**EXERCISE GOAL**. The listing that follows should be copied in full, exactly as written.

--- START ---

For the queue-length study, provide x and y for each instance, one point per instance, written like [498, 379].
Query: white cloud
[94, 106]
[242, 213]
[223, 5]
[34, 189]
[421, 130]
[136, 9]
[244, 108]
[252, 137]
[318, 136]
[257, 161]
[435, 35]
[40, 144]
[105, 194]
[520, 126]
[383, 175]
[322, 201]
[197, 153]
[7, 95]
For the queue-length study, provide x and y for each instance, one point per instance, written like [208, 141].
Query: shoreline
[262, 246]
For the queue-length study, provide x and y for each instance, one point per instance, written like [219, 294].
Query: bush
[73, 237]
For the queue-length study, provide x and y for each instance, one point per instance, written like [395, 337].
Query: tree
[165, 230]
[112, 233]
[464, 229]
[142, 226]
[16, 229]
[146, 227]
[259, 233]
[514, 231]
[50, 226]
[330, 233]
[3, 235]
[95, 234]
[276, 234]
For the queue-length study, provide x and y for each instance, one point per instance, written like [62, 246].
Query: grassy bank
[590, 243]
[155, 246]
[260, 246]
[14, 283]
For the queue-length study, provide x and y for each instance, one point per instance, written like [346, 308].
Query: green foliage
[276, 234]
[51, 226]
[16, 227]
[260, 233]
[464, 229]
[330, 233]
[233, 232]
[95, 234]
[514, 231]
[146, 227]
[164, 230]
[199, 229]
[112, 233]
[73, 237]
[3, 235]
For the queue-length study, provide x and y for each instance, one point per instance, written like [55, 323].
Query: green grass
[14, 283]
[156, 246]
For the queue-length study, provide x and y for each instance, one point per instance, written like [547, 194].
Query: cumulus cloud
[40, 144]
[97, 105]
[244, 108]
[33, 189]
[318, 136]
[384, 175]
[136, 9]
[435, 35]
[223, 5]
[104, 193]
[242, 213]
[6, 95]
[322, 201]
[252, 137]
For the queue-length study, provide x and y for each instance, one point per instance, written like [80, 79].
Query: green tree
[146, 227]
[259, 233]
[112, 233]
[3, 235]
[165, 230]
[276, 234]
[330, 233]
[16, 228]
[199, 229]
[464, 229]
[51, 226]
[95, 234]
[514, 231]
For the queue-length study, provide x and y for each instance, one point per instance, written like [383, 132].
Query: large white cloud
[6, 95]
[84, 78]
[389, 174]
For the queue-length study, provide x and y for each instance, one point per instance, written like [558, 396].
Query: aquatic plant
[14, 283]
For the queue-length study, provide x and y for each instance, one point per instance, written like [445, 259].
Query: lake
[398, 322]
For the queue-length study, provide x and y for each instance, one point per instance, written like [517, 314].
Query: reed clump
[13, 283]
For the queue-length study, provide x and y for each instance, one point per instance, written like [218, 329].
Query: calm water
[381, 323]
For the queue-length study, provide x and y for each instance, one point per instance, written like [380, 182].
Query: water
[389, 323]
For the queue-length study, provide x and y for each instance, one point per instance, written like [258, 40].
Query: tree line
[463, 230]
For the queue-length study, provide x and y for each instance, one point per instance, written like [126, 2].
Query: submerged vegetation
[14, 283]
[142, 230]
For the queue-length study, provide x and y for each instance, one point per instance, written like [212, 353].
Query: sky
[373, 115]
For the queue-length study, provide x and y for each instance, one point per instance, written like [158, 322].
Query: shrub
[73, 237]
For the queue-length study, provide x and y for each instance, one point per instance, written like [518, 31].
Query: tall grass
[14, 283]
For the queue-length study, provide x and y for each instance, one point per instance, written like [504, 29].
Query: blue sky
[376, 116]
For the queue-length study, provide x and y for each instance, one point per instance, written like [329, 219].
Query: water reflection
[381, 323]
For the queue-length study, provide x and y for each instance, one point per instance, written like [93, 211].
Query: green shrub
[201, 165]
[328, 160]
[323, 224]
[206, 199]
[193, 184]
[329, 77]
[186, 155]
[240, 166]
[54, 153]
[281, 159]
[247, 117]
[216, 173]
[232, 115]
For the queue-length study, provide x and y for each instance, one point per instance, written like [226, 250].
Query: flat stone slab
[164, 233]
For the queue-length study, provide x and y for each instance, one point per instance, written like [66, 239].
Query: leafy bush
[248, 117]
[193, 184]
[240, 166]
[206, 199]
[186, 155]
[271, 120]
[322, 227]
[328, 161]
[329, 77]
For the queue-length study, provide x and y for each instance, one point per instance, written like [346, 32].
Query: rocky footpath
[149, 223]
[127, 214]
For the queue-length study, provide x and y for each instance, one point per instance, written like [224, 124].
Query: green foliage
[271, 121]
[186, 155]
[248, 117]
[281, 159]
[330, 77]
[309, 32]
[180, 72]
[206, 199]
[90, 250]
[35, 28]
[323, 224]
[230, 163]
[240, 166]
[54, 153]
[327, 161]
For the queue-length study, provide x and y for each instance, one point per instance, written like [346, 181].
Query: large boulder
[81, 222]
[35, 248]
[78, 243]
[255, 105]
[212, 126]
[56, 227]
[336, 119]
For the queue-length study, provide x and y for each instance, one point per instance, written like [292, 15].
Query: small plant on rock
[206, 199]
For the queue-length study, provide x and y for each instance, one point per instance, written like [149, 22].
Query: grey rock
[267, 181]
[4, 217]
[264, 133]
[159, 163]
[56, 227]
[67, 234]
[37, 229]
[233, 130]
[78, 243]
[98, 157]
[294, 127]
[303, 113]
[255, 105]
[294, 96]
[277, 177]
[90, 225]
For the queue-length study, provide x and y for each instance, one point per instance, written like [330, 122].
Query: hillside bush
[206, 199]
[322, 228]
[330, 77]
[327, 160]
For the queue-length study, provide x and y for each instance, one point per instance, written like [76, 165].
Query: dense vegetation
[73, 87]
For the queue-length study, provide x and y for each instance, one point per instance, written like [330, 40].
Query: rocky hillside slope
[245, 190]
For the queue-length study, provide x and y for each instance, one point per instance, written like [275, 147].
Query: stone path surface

--- END ---

**EXERCISE SOLUTION**.
For the queue-length study, provide x and y for each instance, one point per instance, written like [498, 379].
Query: white cloud
[94, 106]
[242, 213]
[223, 5]
[34, 189]
[421, 130]
[136, 9]
[244, 108]
[252, 137]
[318, 136]
[257, 161]
[435, 35]
[40, 144]
[105, 194]
[520, 126]
[383, 175]
[322, 201]
[197, 153]
[7, 95]
For the queue-length study, provide x and y for each instance, one point per instance, written like [208, 141].
Query: shoreline
[262, 246]
For the queue-length study, provide x and y for each instance, one point per instance, written like [219, 294].
Query: bush
[73, 237]
For the queue-length study, provide x and y for each instance, one point per instance, written like [395, 337].
Query: tree
[165, 230]
[112, 233]
[464, 229]
[142, 226]
[16, 229]
[146, 227]
[259, 233]
[514, 231]
[50, 226]
[330, 233]
[3, 235]
[95, 234]
[276, 234]
For the queue-length study, provide x and y for each instance, one point per instance, written like [62, 246].
Query: grassy bank
[590, 243]
[155, 246]
[260, 246]
[14, 283]
For the queue-length study, provide x and y for each instance, one point per instance, written like [346, 308].
Query: green foliage
[276, 234]
[51, 226]
[16, 227]
[260, 233]
[464, 229]
[330, 233]
[233, 232]
[95, 234]
[514, 231]
[146, 227]
[164, 230]
[199, 229]
[112, 233]
[73, 237]
[3, 235]
For the queue-length study, provide x and y for each instance, one point per instance, written like [55, 323].
Query: green grass
[14, 283]
[156, 246]
For the queue-length study, provide x and y for each instance, one point per instance, written like [547, 194].
Query: cumulus cloud
[40, 144]
[97, 105]
[244, 108]
[33, 189]
[318, 136]
[384, 175]
[136, 9]
[435, 35]
[223, 5]
[104, 193]
[242, 213]
[6, 95]
[322, 201]
[252, 137]
For the queue-length study, provide x and y for each instance, one point per instance, written like [80, 79].
Query: green tree
[146, 227]
[259, 233]
[112, 233]
[3, 235]
[165, 230]
[276, 234]
[330, 233]
[16, 228]
[199, 229]
[464, 229]
[51, 226]
[95, 234]
[514, 231]
For the queue-length study, provide x and y for each instance, one point per instance, written like [383, 132].
Query: large white cloud
[6, 95]
[84, 78]
[389, 174]
For the queue-length study, provide x and y for each instance, one point per instance, written like [558, 396].
Query: aquatic plant
[14, 283]
For the queue-length study, provide x and y for each instance, one point per instance, written like [445, 259].
Query: lake
[398, 322]
For the queue-length study, provide x and y for each instance, one point per instance, written like [517, 314].
Query: reed clump
[13, 283]
For the queue-length study, provide x and y for each instance, one point per instance, written like [218, 329].
Query: calm water
[381, 323]
For the queue-length study, provide x and y for each instance, one point per instance, written like [380, 182].
Query: water
[389, 323]
For the queue-length study, provide x and y for each instance, one point per instance, written like [258, 40].
Query: tree line
[463, 230]
For the queue-length study, provide x and y for each instance, one point per instance, written like [126, 2].
Query: submerged vegetation
[14, 283]
[142, 230]
For the queue-length study, provide x and y for each instance, one point per instance, written like [212, 353].
Query: sky
[373, 115]
For the queue-length study, provide x and y for each instance, one point per instance, written like [158, 322].
Query: shrub
[73, 237]
For the queue-length study, provide x and y for each instance, one point per instance, written like [518, 31].
Query: tall grass
[14, 283]
For the queue-length study, provide x and y for each instance, one point per instance, written like [504, 29].
Query: blue sky
[376, 116]
For the queue-length study, provide x and y for each instance, one point per instance, written like [329, 219].
Query: water reflection
[381, 323]
For the queue-length study, provide x and y for each instance, one point per instance, written like [93, 211].
Query: green shrub
[201, 165]
[328, 160]
[323, 224]
[206, 199]
[193, 184]
[329, 77]
[186, 155]
[240, 166]
[54, 153]
[281, 159]
[247, 117]
[216, 173]
[232, 115]
For the queue-length study, provide x and y for each instance, one point per instance, written like [226, 250].
Query: flat stone slab
[164, 233]
For the queue-length study, provide x and y for each instance, one point per instance, written like [66, 239].
Query: leafy bush
[248, 117]
[193, 184]
[240, 166]
[206, 199]
[186, 155]
[271, 120]
[322, 227]
[328, 161]
[329, 77]
For the queue-length study, provide x and y for each instance, one point per instance, written like [346, 32].
Query: rocky footpath
[149, 223]
[127, 214]
For the queue-length study, provide x and y for each instance, one point per instance, written like [224, 124].
Query: green foliage
[271, 121]
[186, 155]
[248, 117]
[281, 159]
[330, 77]
[309, 32]
[180, 72]
[206, 199]
[90, 250]
[35, 28]
[323, 224]
[230, 163]
[240, 166]
[54, 153]
[327, 161]
For the queue-length study, provide x and y for each instance, one point per instance, written like [346, 181].
Query: large boulder
[81, 222]
[35, 248]
[78, 243]
[255, 105]
[212, 126]
[56, 227]
[336, 119]
For the queue-length study, provide x and y for each instance, one point per instance, written like [292, 15].
Query: small plant on rock
[206, 199]
For the queue-length study, provide x and y for each instance, one point per instance, written like [149, 22].
Query: grey rock
[267, 181]
[4, 217]
[264, 133]
[159, 163]
[56, 227]
[67, 234]
[37, 229]
[233, 130]
[78, 243]
[98, 157]
[294, 127]
[303, 113]
[255, 105]
[294, 96]
[277, 177]
[90, 225]
For the queue-length study, provide x and y for each instance, one point per instance, written like [330, 122].
Query: hillside bush
[206, 199]
[322, 228]
[330, 77]
[327, 160]
For the queue-length study, provide x and y for each instance, one point per instance, written like [76, 165].
Query: dense vegetation
[73, 87]
For the queue-length study, provide x and y for each instance, one point per instance, written like [330, 40].
Query: rocky hillside slope
[245, 190]
For the queue-length study, provide x and y for each instance, one point per instance, written like [275, 147].
Query: stone path surface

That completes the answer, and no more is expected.